## TRECHO FORNECIDO:
== == ==
“Pontifexit”: o papado romano e o Ocidente. Artigo de Massimo Faggioli

Papa Francisco mateando no Vaticano. Foto: Paul Haring | CNS

16 Mai 2022

 

“Na mais grave crise de segurança da história europeia desde 1945, o pontificado de Francisco sinalizou que o papado e a Igreja Católica estão redefinindo suas relações com o Ocidente – seu sistema político, interesses econômicos e preocupações estratégicas. Com Francisco, essa desocidentalização significa de maneira eficaz e clara que o papa não é mais o 'Patriarca do Ocidente' – nem teológica nem politicamente. Isso está acontecendo no contexto de uma guerra em uma parte-chave da Europa. A propaganda ortodoxa russa e estatal está muito ciente disso, provavelmente mais do que no Ocidente. Componentes importantes dos estabelecimentos ocidentais agora se sentem geopoliticamente órfãos do papado”, escreve o historiador italiano Massimo Faggioli, professor da Villanova University, Filadélfia, EUA, em artigo publicado por La Croix International, 11-05-2022. A tradução é de Wagner Fernandes de Azevedo.

 

Segundo ele, "a leitura geopolítica de Francisco da invasão russa da Ucrânia, vista mais como um subproduto da OTAN e menos do imperialismo russo, explica como “ser global” não é garantia de estar alerta ao colonial".

 

"A questão não é mais se o catolicismo e o papado se tornarão menos europeus e mais globais - assevera o historiador. Isso já está acontecendo e é irreversível. A questão é como o papado global se relacionará com uma multiplicidade de potências mundiais e suas narrativas legitimadoras político-religiosas conflitantes".

 

Eis o artigo.

 

No início do seu pontificado, Bento XVI eliminou o “Patriarca do Ocidente” da lista de títulos que historicamente descreviam o Pontífice Romano.

 

No começo de 2006, esse título não aparecia mais no Annuario Pontificio, o guia anual do Vaticano.

 

Na época da sua remoção, o Pontifício Conselho para a Promoção da Unidade Cristã (PCPUC) explicou a decisão do papa como “um ato de realismo histórico e teológico” que “poderia ajudar no diálogo ecumênico”.
== == ==
## DADOS ARMAZENADOS:
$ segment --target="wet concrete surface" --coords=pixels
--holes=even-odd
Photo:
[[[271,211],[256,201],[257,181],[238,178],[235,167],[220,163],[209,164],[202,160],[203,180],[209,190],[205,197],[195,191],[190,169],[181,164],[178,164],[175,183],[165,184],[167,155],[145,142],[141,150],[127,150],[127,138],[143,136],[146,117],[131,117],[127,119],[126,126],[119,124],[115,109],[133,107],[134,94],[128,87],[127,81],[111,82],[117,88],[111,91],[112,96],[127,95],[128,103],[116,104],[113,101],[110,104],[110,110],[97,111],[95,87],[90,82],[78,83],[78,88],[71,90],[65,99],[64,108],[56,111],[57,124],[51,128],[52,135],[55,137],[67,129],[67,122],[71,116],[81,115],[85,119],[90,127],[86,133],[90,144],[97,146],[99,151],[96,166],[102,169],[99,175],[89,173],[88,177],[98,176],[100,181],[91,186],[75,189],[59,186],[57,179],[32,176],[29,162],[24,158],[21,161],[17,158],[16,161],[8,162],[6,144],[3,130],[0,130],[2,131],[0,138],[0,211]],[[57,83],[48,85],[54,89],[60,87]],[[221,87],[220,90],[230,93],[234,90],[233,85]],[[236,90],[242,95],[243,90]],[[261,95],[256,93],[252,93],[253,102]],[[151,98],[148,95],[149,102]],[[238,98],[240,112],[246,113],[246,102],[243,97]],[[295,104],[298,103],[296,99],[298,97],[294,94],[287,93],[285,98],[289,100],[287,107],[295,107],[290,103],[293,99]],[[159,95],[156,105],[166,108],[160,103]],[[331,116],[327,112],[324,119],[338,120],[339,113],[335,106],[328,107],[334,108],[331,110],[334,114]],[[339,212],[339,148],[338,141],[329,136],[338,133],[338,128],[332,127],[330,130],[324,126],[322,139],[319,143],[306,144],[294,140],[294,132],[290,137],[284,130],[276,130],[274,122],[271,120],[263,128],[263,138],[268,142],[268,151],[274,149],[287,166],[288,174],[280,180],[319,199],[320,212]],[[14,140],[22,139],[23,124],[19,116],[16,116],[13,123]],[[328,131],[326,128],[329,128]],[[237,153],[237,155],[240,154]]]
== == ==
## O QUE SE PEDE:
[a] Reproduza o trecho do artigo sobre o papado e o Ocidente começando em "No início do" e seguindo até "anual do Vaticano.", substituindo "guia anual" por "anuário oficial".
[b] Dê continuidade ao artigo sobre o papado e o Ocidente a partir da última frase apresentada.

## RESPOSTAS DO EXERCÍCIO:
[a]
No início do seu pontificado, Bento XVI eliminou o “Patriarca do Ocidente” da lista de títulos que historicamente descreviam o Pontífice Romano.

 

No começo de 2006, esse título não aparecia mais no Annuario Pontificio, o anuário oficial do Vaticano.

[b]
“Atualmente o significado do termo ‘Ocidente’ remete a um contexto cultural que não se refere apenas à Europa Ocidental, mas se estende dos Estados Unidos da América à Austrália e Nova Zelândia, então isso se diferencia de outros contextos culturais”, disse o comunicado do PCPUC (que até hoje só está disponível em francês e italiano).

 

“Óbvio, o significado do termo ‘Ocidente’ não pretende descrever um território eclesiástico, tampouco ser usado como uma definição de território de patriarcado. Se nós queremos dar ao termo ‘Ocidente’ um significado aplicável à linguagem jurídica eclesial, essa poderia ser entendida apenas com referência à Igreja latina”, afirmou.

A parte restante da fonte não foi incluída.